■ **PROBLEM DETAILS**:
Return only the lines below starting at the line containing "TARGET = black sneaker" and ending at the line containing "TARGET = black leggings", both included, exactly as they are and with no pictures.

BEGIN PROVIDED MATERIAL

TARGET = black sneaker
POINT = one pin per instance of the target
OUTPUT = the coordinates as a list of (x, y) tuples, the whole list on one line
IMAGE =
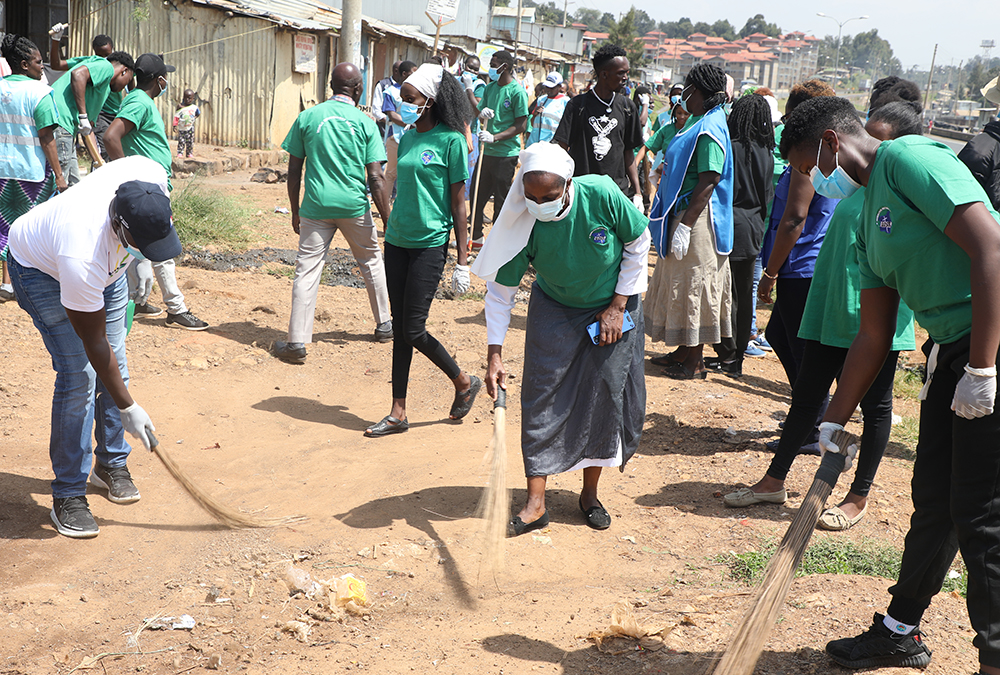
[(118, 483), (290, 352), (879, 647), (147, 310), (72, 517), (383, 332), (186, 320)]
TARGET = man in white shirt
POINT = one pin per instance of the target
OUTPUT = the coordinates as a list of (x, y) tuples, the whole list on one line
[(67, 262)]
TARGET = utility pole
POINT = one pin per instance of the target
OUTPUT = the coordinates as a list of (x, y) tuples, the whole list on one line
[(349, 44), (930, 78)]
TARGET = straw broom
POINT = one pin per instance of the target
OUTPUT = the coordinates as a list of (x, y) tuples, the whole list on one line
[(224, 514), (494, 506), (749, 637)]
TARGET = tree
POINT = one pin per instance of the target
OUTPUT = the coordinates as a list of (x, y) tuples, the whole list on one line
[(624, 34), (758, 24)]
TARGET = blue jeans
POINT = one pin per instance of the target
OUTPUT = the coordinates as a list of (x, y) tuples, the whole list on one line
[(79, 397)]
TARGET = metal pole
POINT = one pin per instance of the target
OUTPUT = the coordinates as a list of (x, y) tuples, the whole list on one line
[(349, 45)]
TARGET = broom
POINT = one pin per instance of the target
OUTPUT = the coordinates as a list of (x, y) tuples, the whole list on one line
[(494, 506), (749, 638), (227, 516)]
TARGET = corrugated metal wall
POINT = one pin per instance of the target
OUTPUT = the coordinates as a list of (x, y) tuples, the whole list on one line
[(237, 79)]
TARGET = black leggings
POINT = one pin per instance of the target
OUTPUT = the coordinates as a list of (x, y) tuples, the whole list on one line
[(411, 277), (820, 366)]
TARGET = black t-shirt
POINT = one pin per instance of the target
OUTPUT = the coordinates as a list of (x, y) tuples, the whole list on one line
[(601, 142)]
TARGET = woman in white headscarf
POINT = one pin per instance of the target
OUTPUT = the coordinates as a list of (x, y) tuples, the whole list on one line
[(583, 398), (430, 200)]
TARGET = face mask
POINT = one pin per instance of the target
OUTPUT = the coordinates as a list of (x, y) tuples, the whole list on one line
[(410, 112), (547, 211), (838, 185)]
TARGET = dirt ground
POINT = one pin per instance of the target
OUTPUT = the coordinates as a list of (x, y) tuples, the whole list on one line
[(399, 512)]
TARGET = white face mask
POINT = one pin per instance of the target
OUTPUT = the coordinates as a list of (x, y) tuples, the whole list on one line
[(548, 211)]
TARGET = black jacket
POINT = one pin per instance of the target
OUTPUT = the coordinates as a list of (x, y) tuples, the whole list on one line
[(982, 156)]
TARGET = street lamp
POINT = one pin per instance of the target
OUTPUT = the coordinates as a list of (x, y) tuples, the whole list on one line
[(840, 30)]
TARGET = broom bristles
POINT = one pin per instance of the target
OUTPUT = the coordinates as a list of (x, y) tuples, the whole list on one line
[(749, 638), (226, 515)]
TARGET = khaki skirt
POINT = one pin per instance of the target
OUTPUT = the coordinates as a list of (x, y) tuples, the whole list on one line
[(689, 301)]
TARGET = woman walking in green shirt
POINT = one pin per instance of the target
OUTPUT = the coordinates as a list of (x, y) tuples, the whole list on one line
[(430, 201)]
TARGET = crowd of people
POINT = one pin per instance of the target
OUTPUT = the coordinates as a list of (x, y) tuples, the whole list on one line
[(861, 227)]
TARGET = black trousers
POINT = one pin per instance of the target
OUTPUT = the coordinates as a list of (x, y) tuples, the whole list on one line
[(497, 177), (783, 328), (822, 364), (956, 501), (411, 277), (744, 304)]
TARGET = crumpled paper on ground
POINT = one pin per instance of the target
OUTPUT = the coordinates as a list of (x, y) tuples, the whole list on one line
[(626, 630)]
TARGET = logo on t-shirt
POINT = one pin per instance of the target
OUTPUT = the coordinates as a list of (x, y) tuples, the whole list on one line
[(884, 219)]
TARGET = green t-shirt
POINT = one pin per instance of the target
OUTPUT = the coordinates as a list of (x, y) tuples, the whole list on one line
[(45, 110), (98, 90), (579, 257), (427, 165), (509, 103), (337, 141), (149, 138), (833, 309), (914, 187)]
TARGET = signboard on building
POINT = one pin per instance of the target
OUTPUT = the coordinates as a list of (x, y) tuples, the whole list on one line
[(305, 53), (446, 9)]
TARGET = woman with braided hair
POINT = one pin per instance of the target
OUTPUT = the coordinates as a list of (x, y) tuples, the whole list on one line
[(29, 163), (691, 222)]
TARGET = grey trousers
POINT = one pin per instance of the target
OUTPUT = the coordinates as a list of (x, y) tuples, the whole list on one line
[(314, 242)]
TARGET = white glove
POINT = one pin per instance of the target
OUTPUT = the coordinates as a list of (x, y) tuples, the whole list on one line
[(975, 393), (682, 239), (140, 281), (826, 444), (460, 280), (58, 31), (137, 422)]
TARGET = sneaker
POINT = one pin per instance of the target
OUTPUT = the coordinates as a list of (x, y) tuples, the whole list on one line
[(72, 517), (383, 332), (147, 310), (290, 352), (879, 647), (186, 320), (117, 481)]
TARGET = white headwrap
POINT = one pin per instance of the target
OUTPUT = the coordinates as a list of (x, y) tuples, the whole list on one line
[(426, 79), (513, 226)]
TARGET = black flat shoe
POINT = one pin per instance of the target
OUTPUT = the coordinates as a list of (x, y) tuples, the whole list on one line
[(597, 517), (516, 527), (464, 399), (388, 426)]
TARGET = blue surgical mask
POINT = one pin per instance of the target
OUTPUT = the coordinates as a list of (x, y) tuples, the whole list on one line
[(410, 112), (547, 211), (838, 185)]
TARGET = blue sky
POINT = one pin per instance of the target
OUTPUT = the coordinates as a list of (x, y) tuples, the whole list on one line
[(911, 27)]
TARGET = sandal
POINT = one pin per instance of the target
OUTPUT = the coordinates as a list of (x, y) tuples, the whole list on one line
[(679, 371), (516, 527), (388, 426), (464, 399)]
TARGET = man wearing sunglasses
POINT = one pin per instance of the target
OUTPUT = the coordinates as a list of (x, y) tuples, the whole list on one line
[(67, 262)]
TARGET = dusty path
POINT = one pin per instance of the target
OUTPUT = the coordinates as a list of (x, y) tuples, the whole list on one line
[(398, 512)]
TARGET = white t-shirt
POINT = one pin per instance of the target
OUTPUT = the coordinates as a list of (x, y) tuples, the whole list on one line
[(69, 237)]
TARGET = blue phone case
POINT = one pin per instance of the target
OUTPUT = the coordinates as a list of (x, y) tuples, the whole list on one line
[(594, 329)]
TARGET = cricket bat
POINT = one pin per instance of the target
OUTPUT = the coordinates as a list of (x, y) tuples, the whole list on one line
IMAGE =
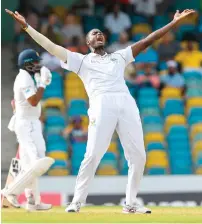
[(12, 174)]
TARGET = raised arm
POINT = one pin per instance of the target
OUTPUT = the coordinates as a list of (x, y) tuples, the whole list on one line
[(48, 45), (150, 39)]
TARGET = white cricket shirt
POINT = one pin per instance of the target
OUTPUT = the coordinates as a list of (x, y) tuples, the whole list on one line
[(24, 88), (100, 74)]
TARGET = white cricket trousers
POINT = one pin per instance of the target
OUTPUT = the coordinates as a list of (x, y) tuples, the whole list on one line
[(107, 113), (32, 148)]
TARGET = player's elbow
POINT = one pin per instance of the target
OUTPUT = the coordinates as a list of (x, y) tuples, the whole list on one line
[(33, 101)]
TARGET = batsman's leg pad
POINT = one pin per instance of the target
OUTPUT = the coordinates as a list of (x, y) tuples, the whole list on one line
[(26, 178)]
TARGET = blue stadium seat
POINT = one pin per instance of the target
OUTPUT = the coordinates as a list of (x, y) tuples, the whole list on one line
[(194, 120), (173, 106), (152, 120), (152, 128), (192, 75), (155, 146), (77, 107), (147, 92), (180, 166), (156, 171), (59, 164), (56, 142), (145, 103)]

END PROVIDED MATERIAL
BEGIN PROVIDED MATERIAL

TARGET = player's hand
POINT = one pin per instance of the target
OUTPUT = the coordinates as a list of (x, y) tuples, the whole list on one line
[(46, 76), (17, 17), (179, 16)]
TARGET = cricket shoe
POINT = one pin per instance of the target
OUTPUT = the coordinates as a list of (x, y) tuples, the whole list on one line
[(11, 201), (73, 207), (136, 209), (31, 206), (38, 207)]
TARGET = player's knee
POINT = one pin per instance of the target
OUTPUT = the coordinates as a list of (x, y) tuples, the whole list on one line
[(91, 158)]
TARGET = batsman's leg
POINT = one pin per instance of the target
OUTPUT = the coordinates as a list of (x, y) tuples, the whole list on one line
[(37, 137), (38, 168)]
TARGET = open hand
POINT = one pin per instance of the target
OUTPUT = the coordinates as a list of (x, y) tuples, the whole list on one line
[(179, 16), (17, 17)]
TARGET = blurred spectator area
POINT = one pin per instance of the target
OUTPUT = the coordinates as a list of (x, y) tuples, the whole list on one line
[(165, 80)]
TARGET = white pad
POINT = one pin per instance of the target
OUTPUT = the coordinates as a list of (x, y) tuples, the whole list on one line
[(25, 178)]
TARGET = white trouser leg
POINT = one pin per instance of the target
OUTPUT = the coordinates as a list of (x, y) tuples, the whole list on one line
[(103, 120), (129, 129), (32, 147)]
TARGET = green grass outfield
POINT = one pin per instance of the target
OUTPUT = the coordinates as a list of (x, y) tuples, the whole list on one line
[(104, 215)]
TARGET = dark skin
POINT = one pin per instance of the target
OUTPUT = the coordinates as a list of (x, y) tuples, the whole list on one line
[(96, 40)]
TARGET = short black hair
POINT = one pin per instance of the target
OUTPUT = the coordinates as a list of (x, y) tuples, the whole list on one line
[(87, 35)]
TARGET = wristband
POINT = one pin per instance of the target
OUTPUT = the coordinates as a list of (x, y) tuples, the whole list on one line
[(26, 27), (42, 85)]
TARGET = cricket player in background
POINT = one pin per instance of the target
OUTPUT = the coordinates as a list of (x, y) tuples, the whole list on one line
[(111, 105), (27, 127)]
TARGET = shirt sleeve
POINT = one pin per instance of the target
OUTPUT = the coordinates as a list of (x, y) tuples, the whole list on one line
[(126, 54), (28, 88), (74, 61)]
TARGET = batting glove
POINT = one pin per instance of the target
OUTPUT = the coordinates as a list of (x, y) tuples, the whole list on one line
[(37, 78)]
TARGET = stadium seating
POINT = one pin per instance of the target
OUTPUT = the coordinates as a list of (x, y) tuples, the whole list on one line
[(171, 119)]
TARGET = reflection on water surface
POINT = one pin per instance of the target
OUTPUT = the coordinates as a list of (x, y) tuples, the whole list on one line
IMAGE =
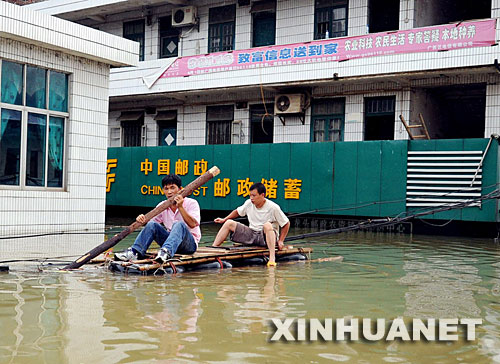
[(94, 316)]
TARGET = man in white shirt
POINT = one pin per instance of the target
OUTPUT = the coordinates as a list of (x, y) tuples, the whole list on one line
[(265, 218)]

END PROVIDED MATERIAL
BEGIN PROVIDED MATERIAL

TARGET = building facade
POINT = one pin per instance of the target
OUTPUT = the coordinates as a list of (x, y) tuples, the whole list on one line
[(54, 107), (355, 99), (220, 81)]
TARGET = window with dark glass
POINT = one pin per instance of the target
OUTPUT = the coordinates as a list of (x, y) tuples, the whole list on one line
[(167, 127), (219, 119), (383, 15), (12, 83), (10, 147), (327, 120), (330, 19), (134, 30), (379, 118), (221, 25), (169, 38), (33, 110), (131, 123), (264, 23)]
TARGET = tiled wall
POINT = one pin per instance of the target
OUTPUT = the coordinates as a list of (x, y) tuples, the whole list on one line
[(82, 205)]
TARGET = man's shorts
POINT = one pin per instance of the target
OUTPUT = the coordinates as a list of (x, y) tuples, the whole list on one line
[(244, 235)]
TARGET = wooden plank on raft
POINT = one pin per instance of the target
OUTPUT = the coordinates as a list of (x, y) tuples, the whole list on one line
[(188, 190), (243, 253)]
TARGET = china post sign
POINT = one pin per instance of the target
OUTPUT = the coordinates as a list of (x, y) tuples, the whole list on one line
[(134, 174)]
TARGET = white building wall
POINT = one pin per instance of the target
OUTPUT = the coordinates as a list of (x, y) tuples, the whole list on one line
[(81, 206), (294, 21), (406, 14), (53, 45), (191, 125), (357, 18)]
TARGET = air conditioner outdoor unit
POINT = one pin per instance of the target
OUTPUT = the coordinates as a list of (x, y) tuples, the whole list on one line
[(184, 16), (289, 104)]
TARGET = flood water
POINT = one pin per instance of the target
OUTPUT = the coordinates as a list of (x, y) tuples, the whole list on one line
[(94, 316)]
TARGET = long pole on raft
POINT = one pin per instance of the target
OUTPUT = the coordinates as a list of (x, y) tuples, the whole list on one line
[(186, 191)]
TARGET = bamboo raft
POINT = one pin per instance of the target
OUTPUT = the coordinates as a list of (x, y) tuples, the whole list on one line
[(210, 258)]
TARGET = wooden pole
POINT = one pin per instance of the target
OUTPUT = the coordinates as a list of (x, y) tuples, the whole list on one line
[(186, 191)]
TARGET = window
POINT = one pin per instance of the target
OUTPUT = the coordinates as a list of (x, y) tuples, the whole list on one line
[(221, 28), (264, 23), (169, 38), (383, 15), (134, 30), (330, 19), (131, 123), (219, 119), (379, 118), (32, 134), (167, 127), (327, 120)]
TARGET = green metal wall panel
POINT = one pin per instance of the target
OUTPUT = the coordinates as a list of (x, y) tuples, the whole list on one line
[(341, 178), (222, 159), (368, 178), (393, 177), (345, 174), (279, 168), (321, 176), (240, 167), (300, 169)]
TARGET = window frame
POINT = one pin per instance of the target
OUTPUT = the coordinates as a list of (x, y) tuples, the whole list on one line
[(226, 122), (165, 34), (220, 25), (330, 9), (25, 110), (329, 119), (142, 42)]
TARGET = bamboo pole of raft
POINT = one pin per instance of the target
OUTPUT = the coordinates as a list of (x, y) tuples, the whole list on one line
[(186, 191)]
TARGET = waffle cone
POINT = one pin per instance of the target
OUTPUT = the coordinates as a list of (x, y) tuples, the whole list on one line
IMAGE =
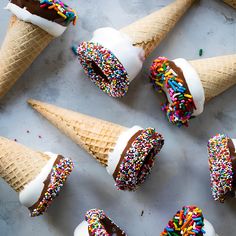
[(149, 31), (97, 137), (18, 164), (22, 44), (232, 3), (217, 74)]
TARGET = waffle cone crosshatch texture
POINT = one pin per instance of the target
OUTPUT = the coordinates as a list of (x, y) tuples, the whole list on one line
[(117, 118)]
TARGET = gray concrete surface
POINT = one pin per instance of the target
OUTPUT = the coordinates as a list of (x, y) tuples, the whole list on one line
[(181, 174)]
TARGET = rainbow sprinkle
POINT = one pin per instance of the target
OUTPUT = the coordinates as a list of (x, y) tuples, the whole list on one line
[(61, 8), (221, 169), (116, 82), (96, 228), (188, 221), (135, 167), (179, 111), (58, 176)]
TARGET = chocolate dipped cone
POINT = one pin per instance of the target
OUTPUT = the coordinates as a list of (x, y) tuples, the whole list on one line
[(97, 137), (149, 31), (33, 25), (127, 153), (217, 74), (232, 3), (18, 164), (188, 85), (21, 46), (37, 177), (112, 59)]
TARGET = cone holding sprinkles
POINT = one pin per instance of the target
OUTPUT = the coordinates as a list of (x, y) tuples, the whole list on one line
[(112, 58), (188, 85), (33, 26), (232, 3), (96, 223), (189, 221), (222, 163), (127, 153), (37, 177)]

END PROVIDED MATERIAL

■ **SOLUTION FOR THIS TASK**:
TARGET = black sneaker
POINT = one pin per instance of the target
OUTPUT = the coordinates as a list of (x, y) tuples, the whole list on one line
IMAGE =
[(118, 483), (290, 352), (879, 647), (147, 310), (72, 517), (383, 332), (186, 320)]
TARGET = man in white shirt
POINT = one pin per instance of the target
OUTPUT = the coordinates as a list of (x, y) tuples, the whole list on one line
[(67, 262)]
TARGET = utility pole
POINT = one pin per instance of the target
OUTPUT = the coordinates as a list of (x, y) tuples, the whole list on one line
[(349, 44), (930, 78)]
TARGET = straw broom
POINT = one pin per instance of the target
OUTPUT = the coordinates as a list of (x, y) tuples, the whole list on one line
[(224, 514), (494, 506), (749, 637)]
TARGET = tree
POINT = one pin per instance of the target
OUTPUT = the coordinates as a list of (x, y) tuples, the whole list on one line
[(624, 34), (758, 24)]
TARGET = blue jeans
POINT = one pin per instance of the target
OUTPUT = the coordinates as a list of (x, y) tuples, the whole list on one line
[(79, 397)]
TARGET = metal pole
POINT = one pin per instance of the target
OUTPUT = the coordinates as a list of (x, y) tuples, the whole list on one line
[(349, 45)]
TARGET = broom
POINT = one pin per instance of the target
OUTPUT = the coordinates as a list of (x, y) tuples, the whole list on one line
[(494, 506), (749, 638), (227, 516)]
TARGET = corrugated metal wall
POINT = one pin per instance of the target
OUTPUT = the coordinates as a list of (x, y) tuples, the whole list on one line
[(237, 79)]
TARGET = black leggings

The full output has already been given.